→ **OBJECTIVE**:
Please render every line of the records below as a JSON list of strings, one string per line, with blank lines dropped and the pictures left out.

::: RECORD SET

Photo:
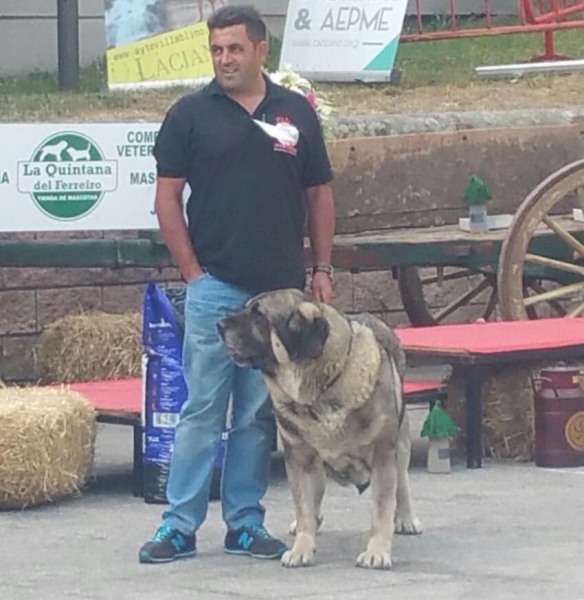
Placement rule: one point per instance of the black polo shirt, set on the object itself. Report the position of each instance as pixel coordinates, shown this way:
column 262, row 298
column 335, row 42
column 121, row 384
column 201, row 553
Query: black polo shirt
column 246, row 211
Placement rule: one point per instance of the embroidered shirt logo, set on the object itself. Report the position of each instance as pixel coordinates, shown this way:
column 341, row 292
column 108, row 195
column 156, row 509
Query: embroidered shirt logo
column 284, row 134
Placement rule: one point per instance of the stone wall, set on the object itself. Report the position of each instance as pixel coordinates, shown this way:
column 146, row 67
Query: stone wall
column 382, row 183
column 30, row 298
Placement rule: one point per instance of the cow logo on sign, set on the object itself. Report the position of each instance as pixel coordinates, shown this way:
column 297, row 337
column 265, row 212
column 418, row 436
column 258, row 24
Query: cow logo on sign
column 67, row 176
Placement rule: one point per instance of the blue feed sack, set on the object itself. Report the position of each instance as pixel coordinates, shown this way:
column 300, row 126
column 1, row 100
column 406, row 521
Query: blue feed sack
column 165, row 389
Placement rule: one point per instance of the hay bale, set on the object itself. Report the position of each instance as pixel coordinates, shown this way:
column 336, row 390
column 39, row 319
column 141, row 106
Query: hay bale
column 90, row 347
column 46, row 445
column 507, row 411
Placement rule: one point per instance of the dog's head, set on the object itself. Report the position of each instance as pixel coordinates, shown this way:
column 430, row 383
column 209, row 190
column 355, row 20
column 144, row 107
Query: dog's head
column 275, row 328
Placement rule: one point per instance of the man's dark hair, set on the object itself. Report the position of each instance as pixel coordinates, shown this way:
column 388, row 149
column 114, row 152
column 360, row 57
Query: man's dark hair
column 228, row 16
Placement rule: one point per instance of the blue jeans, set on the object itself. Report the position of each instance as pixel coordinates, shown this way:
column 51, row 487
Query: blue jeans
column 211, row 378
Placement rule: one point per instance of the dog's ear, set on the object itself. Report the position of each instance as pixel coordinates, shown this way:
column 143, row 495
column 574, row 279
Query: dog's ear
column 307, row 332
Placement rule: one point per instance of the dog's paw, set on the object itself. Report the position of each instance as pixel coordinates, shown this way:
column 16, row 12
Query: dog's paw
column 292, row 528
column 374, row 560
column 409, row 525
column 301, row 555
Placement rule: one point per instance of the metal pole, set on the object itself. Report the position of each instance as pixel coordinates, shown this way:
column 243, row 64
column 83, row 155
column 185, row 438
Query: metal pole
column 68, row 43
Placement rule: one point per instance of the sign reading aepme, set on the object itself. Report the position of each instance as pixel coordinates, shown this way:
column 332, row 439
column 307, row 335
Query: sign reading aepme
column 343, row 40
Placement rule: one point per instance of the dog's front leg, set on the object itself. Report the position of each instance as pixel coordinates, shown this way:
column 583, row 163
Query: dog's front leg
column 302, row 467
column 319, row 489
column 383, row 490
column 406, row 521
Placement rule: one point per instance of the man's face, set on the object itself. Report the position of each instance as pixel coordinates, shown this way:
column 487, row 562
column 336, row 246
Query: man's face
column 237, row 61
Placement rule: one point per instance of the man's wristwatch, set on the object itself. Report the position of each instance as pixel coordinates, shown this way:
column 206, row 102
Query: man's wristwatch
column 328, row 269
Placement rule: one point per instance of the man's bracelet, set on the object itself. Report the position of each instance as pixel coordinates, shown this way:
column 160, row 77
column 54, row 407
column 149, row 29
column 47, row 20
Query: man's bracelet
column 328, row 269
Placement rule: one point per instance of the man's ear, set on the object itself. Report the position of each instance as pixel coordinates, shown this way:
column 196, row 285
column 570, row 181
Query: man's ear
column 308, row 332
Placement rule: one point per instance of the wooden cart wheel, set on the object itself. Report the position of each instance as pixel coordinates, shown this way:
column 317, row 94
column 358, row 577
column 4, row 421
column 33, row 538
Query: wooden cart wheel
column 541, row 264
column 413, row 291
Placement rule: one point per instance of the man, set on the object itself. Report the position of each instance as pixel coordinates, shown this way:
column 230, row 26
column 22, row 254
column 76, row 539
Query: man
column 255, row 160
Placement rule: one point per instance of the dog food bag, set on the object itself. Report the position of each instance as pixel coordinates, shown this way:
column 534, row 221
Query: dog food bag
column 165, row 389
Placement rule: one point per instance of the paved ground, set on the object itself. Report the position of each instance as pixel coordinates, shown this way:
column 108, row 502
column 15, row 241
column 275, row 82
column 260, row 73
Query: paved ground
column 509, row 531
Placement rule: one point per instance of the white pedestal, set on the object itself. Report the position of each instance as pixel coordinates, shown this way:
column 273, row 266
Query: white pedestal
column 438, row 456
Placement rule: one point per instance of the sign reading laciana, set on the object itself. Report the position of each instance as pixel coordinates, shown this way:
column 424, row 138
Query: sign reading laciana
column 77, row 176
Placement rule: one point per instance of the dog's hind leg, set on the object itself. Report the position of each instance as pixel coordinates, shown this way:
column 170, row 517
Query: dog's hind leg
column 302, row 467
column 319, row 489
column 406, row 521
column 384, row 490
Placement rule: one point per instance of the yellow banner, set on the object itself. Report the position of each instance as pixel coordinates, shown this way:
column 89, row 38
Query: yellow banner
column 181, row 54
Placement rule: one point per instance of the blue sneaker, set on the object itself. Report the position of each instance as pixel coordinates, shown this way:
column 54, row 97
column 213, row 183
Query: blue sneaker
column 167, row 545
column 254, row 541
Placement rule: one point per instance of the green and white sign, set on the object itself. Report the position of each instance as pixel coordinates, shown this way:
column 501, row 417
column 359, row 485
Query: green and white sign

::::::

→ **RESPONSE TO THIS EXERCISE**:
[
  "Photo:",
  "Placement rule: one point per instance of the black polo shirt, set on the object itself. Report the position of each instance as pixel coordinates, shown this way:",
  "column 262, row 298",
  "column 335, row 42",
  "column 121, row 384",
  "column 201, row 553",
  "Query: black polo shirt",
  "column 246, row 211",
  "Placement rule: one point per instance of the embroidered shirt logo, set on the object itself. Report the position of each instance as pixel coordinates, shown this way:",
  "column 341, row 292",
  "column 108, row 195",
  "column 156, row 509",
  "Query: embroidered shirt logo",
  "column 284, row 134",
  "Placement rule: one point per instance of the stone wall, set on the object itself. Report the position of each instance as pixel coordinates, shown this way:",
  "column 146, row 67",
  "Query: stone wall",
  "column 382, row 183",
  "column 30, row 298",
  "Placement rule: one point per instance of the cow logo on sign, set on the object itself. Report the position of each instance as pixel coordinates, shown this way:",
  "column 297, row 337",
  "column 265, row 212",
  "column 418, row 436",
  "column 258, row 24",
  "Query: cow logo on sign",
  "column 67, row 176",
  "Placement rule: one point per instance of the blue feed sack, set on the object itself. Report the position of each instance as pixel coordinates, shown this way:",
  "column 300, row 126",
  "column 1, row 100",
  "column 406, row 521",
  "Query: blue feed sack",
  "column 165, row 389",
  "Placement rule: one point per instance of the hay bale, set on the object itself. Report the position of each instance as pixel coordinates, shown this way:",
  "column 336, row 390",
  "column 39, row 319",
  "column 141, row 106",
  "Query: hay bale",
  "column 90, row 347",
  "column 46, row 445",
  "column 507, row 411",
  "Placement rule: one point per instance of the dog's head, set on the object itself. Report the position of each instance as pixel coordinates, shown this way:",
  "column 430, row 383",
  "column 209, row 190",
  "column 355, row 20",
  "column 144, row 107",
  "Query: dog's head",
  "column 275, row 328",
  "Placement rule: one point per instance of the man's dark hair, set on the object itself. Report the position of each instance as pixel coordinates, shown this way:",
  "column 388, row 149",
  "column 114, row 152",
  "column 360, row 57",
  "Query: man's dark hair",
  "column 228, row 16",
  "Placement rule: one point per instance of the blue jeans, set on the object itself. Report the position of each instance as pixel coordinates, shown this way:",
  "column 51, row 487",
  "Query: blue jeans",
  "column 211, row 378",
  "Placement rule: one point per instance of the dog's ear, set on the object itself. Report the position of each instance as pixel coordinates, shown this way:",
  "column 143, row 495",
  "column 574, row 279",
  "Query: dog's ear",
  "column 307, row 332",
  "Placement rule: one point per instance of the dog's paw, set on the object itself. Report the position of each instance as pixel coordinates, shown this way:",
  "column 16, row 12",
  "Query: dog's paw",
  "column 292, row 528",
  "column 374, row 560",
  "column 409, row 525",
  "column 301, row 555",
  "Placement rule: one point per instance of the metal pole, set on the object itself. Report the position of each instance as pixel coordinates, shown this way:",
  "column 243, row 64",
  "column 83, row 155",
  "column 185, row 438",
  "Query: metal pole",
  "column 68, row 43",
  "Placement rule: one point per instance of the sign reading aepme, set on the object itself. Report the position of each instance as pixel coordinates, shown this way:",
  "column 332, row 439",
  "column 307, row 335",
  "Query: sign reading aepme",
  "column 343, row 40",
  "Placement rule: one point per instance of the dog's front leg, set on the object itself. Report the position of each instance as pixel coordinates, shown this way:",
  "column 583, row 163",
  "Query: dog's front leg",
  "column 302, row 467",
  "column 319, row 489",
  "column 383, row 490",
  "column 406, row 521",
  "Placement rule: one point per instance of the man's face, set on the object itself. Report the position of each instance as pixel coordinates, shown this way:",
  "column 487, row 562",
  "column 336, row 246",
  "Query: man's face",
  "column 237, row 61",
  "Placement rule: one point per instance of the man's wristwatch, set on the object itself. Report the position of each instance as pixel coordinates, shown this way:",
  "column 206, row 102",
  "Query: man's wristwatch",
  "column 328, row 269",
  "Placement rule: one point per instance of the man's bracelet, set on the object itself. Report the position of each instance as pixel coordinates, shown this way:",
  "column 160, row 77",
  "column 54, row 407",
  "column 149, row 29",
  "column 47, row 20",
  "Query: man's bracelet",
  "column 328, row 269",
  "Placement rule: one point per instance of the man's ear, set on the object itself. Report the position of each instance as pixel coordinates, shown this way:",
  "column 196, row 285",
  "column 570, row 181",
  "Query: man's ear",
  "column 308, row 332",
  "Placement rule: one point per instance of the wooden cart wheel, set on the object itself. Report the position of each instance as pixel coordinates, shown this way:",
  "column 317, row 94",
  "column 358, row 577",
  "column 4, row 421",
  "column 33, row 538",
  "Query: wooden cart wheel",
  "column 541, row 264",
  "column 413, row 291",
  "Placement rule: one point per instance of the man, set on the object itself. Report the position of each instance as pixel coordinates, shown this way:",
  "column 230, row 26",
  "column 22, row 254",
  "column 76, row 539",
  "Query: man",
  "column 255, row 160",
  "Placement rule: one point per instance of the dog food bag, set on the object itself. Report the position of each instance as pixel coordinates, shown this way:",
  "column 534, row 221",
  "Query: dog food bag",
  "column 165, row 389",
  "Placement rule: one point per instance of the paved ground, set on the object itself. Report the position of each instance as pixel coordinates, shown this way:",
  "column 108, row 502",
  "column 15, row 241",
  "column 275, row 82",
  "column 260, row 73",
  "Query: paved ground",
  "column 509, row 531",
  "Placement rule: one point per instance of the white pedestal, set on the object itself. Report the position of each instance as pixel coordinates, shown this way:",
  "column 273, row 266",
  "Query: white pedestal",
  "column 438, row 456",
  "Placement rule: one point per instance of the sign reading laciana, set on the object itself. Report the position of each instance as pixel coordinates, shown this way:",
  "column 424, row 138",
  "Query: sign reading laciana",
  "column 77, row 176",
  "Placement rule: one point per instance of the dog's hind leg, set on the object itself. Report the position of each instance as pixel coordinates, shown this way:",
  "column 170, row 517",
  "Query: dog's hind leg",
  "column 302, row 467",
  "column 319, row 489",
  "column 406, row 521",
  "column 384, row 490",
  "Placement rule: one point per instance of the yellow banner, set on the object itself. Report the position of each instance as pixel coordinates, shown this way:",
  "column 89, row 38",
  "Query: yellow banner",
  "column 181, row 54",
  "Placement rule: one point per instance of the blue sneaker, set on the object itself. Report the position of each instance as pixel coordinates, shown this way:",
  "column 54, row 97",
  "column 213, row 183",
  "Query: blue sneaker",
  "column 167, row 545",
  "column 254, row 541",
  "Placement rule: one point per instance of the green and white sign, set on the object itself. Report the position of each instance as pixel coordinates, shown this way:",
  "column 501, row 417",
  "column 359, row 485",
  "Query: green and white sign"
]